**Tasks to perform**
**A.** From the Bender package description, extract the stretch from "Bender will make" through "move could be." without changing a word.
**B.** Answer these questions using the Bender package description, one answer per line and marked the same way:
(i) What command installs the package?
(ii) Which class does the usage line import from bender.importers?
(iii) Besides base components, what does Bender provide to help you?
**C.** Continue the Bender package description from the point where it ends.

**Selection**
* START *

A Python package that makes ML processes easier, faster and less error prone

These details have not been verified by PyPI

Project links

Project description

Bender 🤖

A Python package for faster, safer, and simpler ML processes.

Installation

pip install benderml

Usage:

from bender.importers import DataImporters

pre_processed_data = await DataImporters.csv("file/to/data.csv").process([...]).run()

Why use `bender`?

Bender will make your machine learning processes, faster, safer, simpler while at the same time making it easy and flexible. This is done by providing a set base component, around the core processes that will take place in a ML pipeline process. While also helping you with type hints about what your next move could be.

* END *

**Information provided**
* START *

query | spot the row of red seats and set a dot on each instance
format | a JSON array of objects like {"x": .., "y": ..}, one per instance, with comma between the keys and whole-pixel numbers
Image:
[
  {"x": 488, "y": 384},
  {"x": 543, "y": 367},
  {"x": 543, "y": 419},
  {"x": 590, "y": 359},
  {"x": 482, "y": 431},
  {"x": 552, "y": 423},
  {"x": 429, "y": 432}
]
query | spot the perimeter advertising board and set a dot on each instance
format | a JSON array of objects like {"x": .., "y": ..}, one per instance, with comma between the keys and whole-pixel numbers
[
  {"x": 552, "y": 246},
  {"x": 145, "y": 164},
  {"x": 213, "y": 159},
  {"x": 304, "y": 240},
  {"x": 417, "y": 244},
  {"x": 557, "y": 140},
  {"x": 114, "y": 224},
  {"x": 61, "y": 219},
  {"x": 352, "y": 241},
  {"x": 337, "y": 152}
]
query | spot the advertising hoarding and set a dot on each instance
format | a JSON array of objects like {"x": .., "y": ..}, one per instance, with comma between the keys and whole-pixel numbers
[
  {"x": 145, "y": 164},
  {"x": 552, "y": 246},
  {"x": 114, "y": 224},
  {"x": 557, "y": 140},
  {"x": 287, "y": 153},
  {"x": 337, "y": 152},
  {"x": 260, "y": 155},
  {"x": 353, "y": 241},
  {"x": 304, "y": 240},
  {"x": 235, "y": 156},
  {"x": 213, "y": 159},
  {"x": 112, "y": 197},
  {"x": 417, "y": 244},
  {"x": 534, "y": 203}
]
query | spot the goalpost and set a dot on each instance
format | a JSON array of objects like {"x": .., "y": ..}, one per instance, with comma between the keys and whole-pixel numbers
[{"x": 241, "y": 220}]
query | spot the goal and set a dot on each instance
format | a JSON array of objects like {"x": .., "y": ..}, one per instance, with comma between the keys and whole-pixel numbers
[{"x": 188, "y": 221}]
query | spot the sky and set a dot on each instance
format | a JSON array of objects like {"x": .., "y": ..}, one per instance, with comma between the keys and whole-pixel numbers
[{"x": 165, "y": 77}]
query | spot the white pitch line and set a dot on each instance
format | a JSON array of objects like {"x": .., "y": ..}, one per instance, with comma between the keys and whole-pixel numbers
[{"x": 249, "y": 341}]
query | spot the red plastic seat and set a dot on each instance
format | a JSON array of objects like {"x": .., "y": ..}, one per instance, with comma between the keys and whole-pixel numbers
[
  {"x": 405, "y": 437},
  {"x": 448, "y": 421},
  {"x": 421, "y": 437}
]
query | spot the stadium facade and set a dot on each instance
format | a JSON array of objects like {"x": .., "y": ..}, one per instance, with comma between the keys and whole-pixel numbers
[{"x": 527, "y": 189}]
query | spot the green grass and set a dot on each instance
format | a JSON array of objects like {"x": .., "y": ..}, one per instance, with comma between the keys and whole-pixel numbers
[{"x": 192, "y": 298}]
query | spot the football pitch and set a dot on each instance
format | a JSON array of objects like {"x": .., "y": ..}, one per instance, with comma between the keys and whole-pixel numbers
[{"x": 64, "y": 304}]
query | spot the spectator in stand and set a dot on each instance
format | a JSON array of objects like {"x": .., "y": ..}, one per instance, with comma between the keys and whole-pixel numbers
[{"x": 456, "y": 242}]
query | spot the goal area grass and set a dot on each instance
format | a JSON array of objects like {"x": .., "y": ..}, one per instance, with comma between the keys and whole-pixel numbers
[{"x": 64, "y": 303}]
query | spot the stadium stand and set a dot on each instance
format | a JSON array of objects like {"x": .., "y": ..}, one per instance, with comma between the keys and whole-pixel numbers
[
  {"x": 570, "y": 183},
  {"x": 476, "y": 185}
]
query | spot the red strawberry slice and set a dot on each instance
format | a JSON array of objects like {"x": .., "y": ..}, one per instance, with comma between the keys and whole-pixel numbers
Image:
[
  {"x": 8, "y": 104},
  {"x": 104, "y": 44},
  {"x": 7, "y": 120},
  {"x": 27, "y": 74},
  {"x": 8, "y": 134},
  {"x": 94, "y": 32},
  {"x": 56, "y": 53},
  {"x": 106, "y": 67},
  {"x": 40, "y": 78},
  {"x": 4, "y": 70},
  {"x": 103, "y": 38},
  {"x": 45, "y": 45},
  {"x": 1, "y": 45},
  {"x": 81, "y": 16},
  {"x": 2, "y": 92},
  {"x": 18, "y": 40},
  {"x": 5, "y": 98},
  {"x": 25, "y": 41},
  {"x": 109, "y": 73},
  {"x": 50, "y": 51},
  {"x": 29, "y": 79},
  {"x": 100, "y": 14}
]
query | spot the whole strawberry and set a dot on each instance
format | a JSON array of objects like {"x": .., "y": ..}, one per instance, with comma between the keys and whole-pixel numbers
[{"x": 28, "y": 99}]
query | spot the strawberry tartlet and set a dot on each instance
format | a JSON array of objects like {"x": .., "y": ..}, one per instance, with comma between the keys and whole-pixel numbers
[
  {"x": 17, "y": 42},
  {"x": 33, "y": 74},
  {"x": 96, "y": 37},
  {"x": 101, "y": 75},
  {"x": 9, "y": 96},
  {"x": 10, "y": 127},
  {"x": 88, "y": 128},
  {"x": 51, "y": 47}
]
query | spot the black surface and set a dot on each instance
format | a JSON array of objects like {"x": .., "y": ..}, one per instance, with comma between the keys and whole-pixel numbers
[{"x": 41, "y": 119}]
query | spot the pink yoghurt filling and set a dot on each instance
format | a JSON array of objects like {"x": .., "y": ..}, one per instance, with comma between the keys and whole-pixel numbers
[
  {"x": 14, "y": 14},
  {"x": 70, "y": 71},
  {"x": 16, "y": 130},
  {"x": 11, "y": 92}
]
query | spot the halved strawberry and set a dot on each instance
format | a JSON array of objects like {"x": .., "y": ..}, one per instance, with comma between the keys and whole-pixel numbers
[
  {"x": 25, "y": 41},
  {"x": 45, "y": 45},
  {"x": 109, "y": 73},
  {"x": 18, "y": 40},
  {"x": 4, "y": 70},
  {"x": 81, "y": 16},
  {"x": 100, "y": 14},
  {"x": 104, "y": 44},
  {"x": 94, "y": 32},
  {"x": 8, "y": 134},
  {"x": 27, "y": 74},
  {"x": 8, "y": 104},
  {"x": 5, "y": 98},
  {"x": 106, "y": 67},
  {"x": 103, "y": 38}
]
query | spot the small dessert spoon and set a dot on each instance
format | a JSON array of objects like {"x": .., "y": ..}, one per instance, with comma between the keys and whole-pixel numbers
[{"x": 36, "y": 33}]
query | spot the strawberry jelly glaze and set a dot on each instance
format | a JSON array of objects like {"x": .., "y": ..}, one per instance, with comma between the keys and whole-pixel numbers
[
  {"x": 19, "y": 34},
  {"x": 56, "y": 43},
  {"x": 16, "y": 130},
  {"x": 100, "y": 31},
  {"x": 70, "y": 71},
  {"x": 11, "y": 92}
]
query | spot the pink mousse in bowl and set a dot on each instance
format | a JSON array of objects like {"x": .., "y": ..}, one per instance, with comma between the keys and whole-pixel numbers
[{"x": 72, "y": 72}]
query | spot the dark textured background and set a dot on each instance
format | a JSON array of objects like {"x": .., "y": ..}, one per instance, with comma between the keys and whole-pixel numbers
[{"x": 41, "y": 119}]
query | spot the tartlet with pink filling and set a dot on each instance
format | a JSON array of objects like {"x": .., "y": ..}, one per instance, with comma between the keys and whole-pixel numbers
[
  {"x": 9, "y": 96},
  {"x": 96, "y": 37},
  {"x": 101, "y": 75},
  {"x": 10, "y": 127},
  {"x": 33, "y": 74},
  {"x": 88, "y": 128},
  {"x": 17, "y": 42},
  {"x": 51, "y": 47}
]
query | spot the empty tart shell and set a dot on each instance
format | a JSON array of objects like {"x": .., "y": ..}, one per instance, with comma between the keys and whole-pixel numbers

* END *

**Exercise results**
**A.**
Bender will make your machine learning processes, faster, safer, simpler while at the same time making it easy and flexible. This is done by providing a set base component, around the core processes that will take place in a ML pipeline process. While also helping you with type hints about what your next move could be.

**B.**
(i) pip install benderml
(ii) DataImporters
(iii) Type hints about what your next move could be

**C.**
Pipeline Safety

The whole pipeline is build using generics from Python's typing system. Resulting in an improved developer experience, as the compiler can know if your pipeline's logic makes sense before it has started.

Load a data set

Bender makes most of the sklearn datasets available through the DataImporters.data_set(...) importer. Here will you need to pass an enum to define which dataset you want. It is also possible to load the data from sql, append different data sources and cache, and it is as simple as:

from bender.importers import DataImporters

# Predifined data set
DataImporters.data_set(DataSets.IRIS)

# Load SQL
DataImporters.sql("url", "SELECT ...")

# Cache a sql import
DataImporters.sql("url", "SELECT ...")
    .cached("path/to/cache")
    .append(
        # Add more data from a different source (with same features)
        DataImporters.sql(...)
    )

Processing

When the data has been loaded is usually the next set to process the data in some way. bender will therefore provide different components that transforms features. Therefore making it easier to keep your logic consistent over multiple projects.

from bender.transformations import Transformations

DataImporters.data_set(DataSets.IRIS)
    .process([
        # pl exp = e^(petal length)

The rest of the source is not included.